Supplied data:

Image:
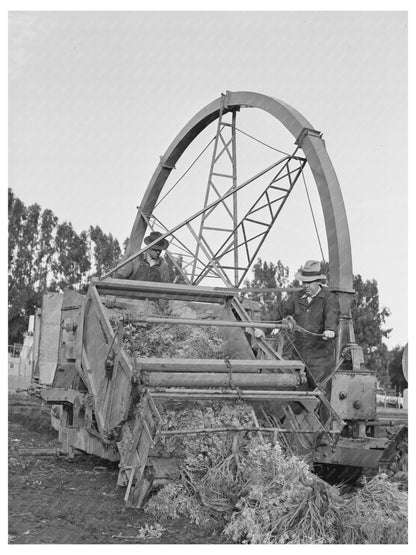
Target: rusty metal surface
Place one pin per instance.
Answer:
(353, 395)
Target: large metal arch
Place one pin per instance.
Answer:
(313, 146)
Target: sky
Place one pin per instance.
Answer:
(96, 97)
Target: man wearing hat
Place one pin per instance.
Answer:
(148, 266)
(315, 310)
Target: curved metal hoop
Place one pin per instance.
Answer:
(306, 137)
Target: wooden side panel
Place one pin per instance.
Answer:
(111, 389)
(49, 336)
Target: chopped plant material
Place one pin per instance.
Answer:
(258, 494)
(168, 340)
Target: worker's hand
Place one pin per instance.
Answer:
(258, 333)
(328, 334)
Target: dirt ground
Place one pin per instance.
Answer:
(53, 500)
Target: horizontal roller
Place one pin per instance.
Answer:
(189, 379)
(216, 365)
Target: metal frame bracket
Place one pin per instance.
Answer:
(307, 131)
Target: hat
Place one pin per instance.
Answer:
(161, 245)
(311, 271)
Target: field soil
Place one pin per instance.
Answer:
(53, 500)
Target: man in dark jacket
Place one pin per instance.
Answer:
(148, 266)
(315, 309)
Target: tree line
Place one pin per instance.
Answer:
(45, 255)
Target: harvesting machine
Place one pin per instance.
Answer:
(109, 400)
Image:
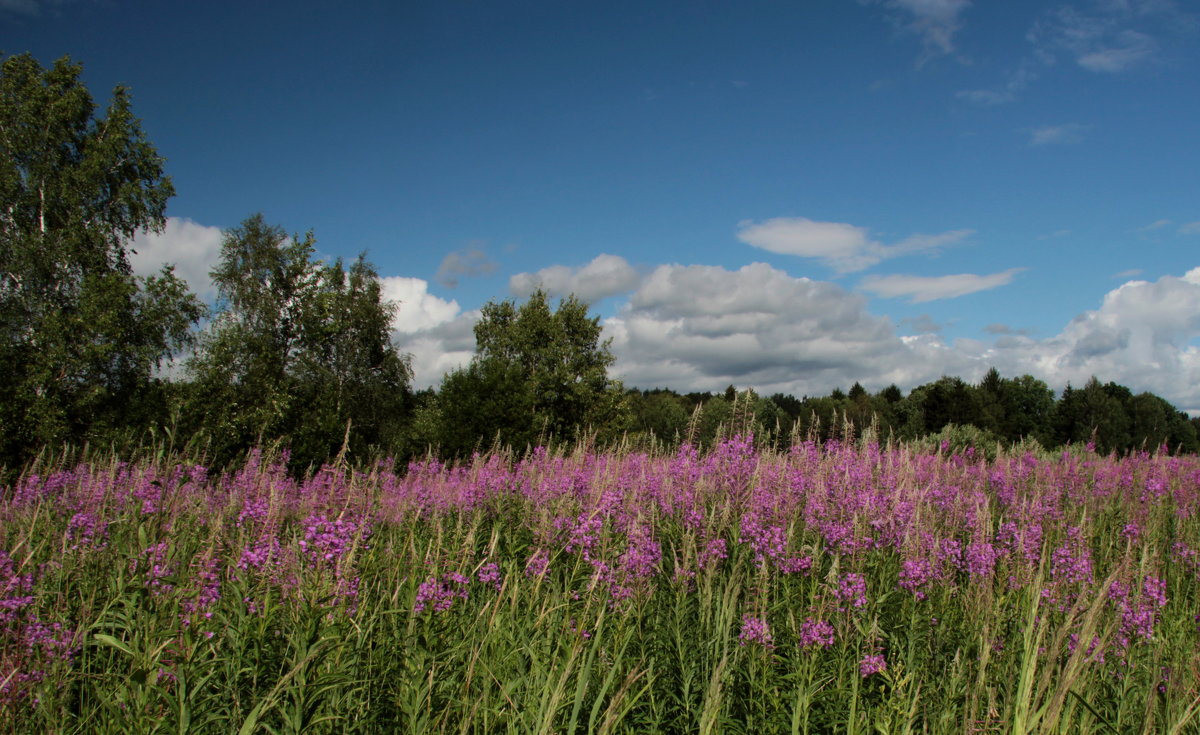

Problem: Edit everything from the line containing "Target: curved metal hoop" down to the end of the data, replacing "metal" with "steel" and leaving all else unchanged. Leave the pictures out of your answer.

Solution:
Target: curved steel hoop
Place one pin per instance.
Answer:
(306, 137)
Target: wooden side panel
Place one pin per instance.
Answer:
(111, 389)
(49, 336)
Target: chopped plant material
Place one pin per instance.
Answer:
(258, 494)
(168, 340)
Target: worker's hand
Place one pin per instance.
Answer:
(258, 333)
(328, 334)
Target: dirt ground
Place one pin per instance.
Answer:
(53, 500)
Target: horizontal roller
Place one pin per instance.
Answer:
(189, 379)
(216, 365)
Target: steel frame bracket
Place one pin per instance.
Answer:
(307, 131)
Target: hat
Place one pin per instance.
Answer:
(161, 245)
(311, 271)
Target: field soil
Place one pin per instance.
Answer:
(53, 500)
Target: man in dark jacket
Place one pin per instance.
Answer:
(148, 266)
(315, 309)
Target: tree line
Place one pin per instance.
Answer:
(45, 255)
Target: harvesting machine
Place one pin per instance.
Answer:
(109, 400)
Image:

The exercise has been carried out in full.